In [1]:
'''
Adversarial training using FSGM
Models MobileNetV2, ResNet18, EfficientNet-B0, DenseNet121
'''

import torch 
from datasets import load_from_disk

DATA_PATH = "~/Datasets/cv_project/resized_oxford_pets_22"
BATCH_SIZE = 16
NUM_EPOCHS = 10
LEARNING_RATE = 1e-4
NUM_WORKERS = 4
# FSGM perturbation size
EPSILON = 0.01

'''
Dataset class imports whole dataset, in any format
    torch.utils.data.Dataset
    methdo __len__() to discover size, __getitem__() to get instances by key (default key is integer)
    main parameters: dataset, batch size, shuffle
DataLoader class pulls samples from dataset, where you specify batch size
'''

# Load datasets 

ds = load_from_disk(DATA_PATH) # Visualize at https://huggingface.co/datasets/visual-layer/oxford-iiit-pet-vl-enriched

In [2]:
# Prepare data

from datasets import ClassLabel
from torch.utils.data import DataLoader
from torchvision import transforms 
import numpy as np

img_col   = 'image'
label_col = 'label_breed'

# Build a map from string labels to int
labels = ds['train'].unique(label_col)
labels.sort()                        
label2int = {v: i for i, v in enumerate(labels)}

print('Prepare data...')

# Define transforms
transform = transforms.Compose([
    transforms.ToTensor(),
    transforms.Normalize([0.485,0.456,0.406],
                         [0.229,0.224,0.225])
])

print('Transforms defined!')
print('Applying transforms...')

# Apply transforms 
def preprocess(example):
    img = np.array(example[img_col], dtype=np.uint8)
    example['pixel_values'] = transform(img)
    example['labels'] = torch.tensor(label2int[example[label_col]], dtype=torch.long)
    return example

ds = ds.map(preprocess, remove_columns=[img_col, label_col])

WHAT YOU WILL DO:
Pick up the adversarial training notebook above after its last line and keep writing its code.

DATASET EXTRACT:
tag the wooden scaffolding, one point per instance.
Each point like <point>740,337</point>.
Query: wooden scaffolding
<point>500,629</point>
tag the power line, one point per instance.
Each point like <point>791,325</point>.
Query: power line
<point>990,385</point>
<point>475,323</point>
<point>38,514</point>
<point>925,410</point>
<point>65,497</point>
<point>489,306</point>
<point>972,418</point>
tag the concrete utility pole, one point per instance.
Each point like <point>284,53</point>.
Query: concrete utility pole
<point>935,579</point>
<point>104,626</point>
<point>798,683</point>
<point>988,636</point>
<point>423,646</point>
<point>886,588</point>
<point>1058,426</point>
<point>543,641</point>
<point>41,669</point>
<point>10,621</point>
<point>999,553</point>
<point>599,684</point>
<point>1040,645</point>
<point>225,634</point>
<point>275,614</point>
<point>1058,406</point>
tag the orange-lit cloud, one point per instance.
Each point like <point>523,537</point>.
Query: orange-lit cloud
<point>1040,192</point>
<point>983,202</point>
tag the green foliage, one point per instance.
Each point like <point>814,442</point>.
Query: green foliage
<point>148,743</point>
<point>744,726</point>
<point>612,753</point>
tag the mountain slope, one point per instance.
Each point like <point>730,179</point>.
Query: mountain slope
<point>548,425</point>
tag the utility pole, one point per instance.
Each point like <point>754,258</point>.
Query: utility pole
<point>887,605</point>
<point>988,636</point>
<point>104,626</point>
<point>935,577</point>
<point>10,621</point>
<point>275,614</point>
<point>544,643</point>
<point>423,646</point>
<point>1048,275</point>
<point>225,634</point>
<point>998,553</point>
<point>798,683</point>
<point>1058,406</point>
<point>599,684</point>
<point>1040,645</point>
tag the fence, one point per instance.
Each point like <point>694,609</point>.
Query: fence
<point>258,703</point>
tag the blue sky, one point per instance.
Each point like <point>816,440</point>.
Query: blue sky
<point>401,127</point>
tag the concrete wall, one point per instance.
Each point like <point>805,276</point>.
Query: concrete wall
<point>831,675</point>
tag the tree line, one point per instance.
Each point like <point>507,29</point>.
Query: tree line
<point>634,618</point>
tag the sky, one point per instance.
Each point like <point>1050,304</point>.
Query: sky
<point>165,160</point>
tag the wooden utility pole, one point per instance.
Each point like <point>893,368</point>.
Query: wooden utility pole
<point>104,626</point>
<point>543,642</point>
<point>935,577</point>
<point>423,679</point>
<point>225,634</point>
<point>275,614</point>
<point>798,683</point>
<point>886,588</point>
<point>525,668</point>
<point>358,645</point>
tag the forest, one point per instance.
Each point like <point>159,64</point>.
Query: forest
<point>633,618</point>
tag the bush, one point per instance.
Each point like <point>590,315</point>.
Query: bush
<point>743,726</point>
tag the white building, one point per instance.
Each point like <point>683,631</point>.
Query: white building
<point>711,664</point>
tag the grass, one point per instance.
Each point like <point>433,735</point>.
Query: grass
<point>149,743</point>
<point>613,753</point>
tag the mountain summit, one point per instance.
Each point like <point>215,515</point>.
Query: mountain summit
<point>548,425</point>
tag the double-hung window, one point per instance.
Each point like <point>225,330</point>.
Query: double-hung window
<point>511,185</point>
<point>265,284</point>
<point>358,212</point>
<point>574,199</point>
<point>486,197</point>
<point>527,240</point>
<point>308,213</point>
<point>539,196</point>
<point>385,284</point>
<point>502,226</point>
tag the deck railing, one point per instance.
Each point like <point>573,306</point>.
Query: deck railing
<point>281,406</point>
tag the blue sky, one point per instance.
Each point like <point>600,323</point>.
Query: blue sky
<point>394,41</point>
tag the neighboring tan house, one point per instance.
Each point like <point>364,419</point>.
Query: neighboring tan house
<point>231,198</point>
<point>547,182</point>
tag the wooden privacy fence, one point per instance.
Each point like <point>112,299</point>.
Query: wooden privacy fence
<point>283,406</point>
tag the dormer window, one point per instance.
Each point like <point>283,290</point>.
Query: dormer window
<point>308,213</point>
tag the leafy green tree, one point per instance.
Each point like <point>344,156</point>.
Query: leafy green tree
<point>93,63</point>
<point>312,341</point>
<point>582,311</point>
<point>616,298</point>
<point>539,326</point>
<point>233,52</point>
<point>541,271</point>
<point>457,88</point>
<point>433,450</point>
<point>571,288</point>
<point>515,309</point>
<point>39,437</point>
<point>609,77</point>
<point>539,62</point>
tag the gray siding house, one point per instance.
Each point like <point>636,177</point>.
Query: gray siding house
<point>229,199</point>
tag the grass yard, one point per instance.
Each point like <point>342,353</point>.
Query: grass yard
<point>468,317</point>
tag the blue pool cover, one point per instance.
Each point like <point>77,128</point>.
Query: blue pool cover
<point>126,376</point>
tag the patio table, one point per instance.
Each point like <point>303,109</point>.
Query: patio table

ANSWER FOR THIS EXERCISE:
ds.set_format(type='torch', columns=['pixel_values', 'labels'])

print('Pulling batches...')

# Pull batches
train_loader = DataLoader(ds['train'], batch_size=BATCH_SIZE, shuffle=True,  num_workers=NUM_WORKERS)
test_loader  = DataLoader(ds['test'],  batch_size=BATCH_SIZE, num_workers=NUM_WORKERS)

# Sanity check
print(f"train size: {len(ds['train'])}, test size: {len(ds['test'])}")
batch = next(iter(train_loader))
print(batch['pixel_values'].shape, batch['labels'].shape)


Prepare data...
Transforms defined!
Applying transforms...
Pulling batches...
train size: 3638, test size: 3626
torch.Size([16, 3, 224, 224]) torch.Size([16])


In [3]:
# Define device before loading models and optimizer

device = torch.device("cuda" if torch.cuda.is_available() else "cpu")

In [5]:
# Load Models 

from torchvision import models
from torch import nn
import timm

num_classes = len(label2int)

# MobileNetV2
mobilenet = models.mobilenet_v2(weights=True)
mobilenet.classifier[1] = nn.Linear(
    mobilenet.classifier[1].in_features, num_classes)
mobilenet = mobilenet.to(device)

# ResNet18 (standard fc)
resnet = models.resnet18(weights=True)
resnet.fc = nn.Linear(resnet.fc.in_features, num_classes)
resnet = resnet.to(device)

# EfficientNet-B0
effnet = models.efficientnet_b0(weights=True)
in_feats = effnet.classifier[1].in_features
effnet.classifier[1] = nn.Linear(in_feats, num_classes)
effnet = effnet.to(device)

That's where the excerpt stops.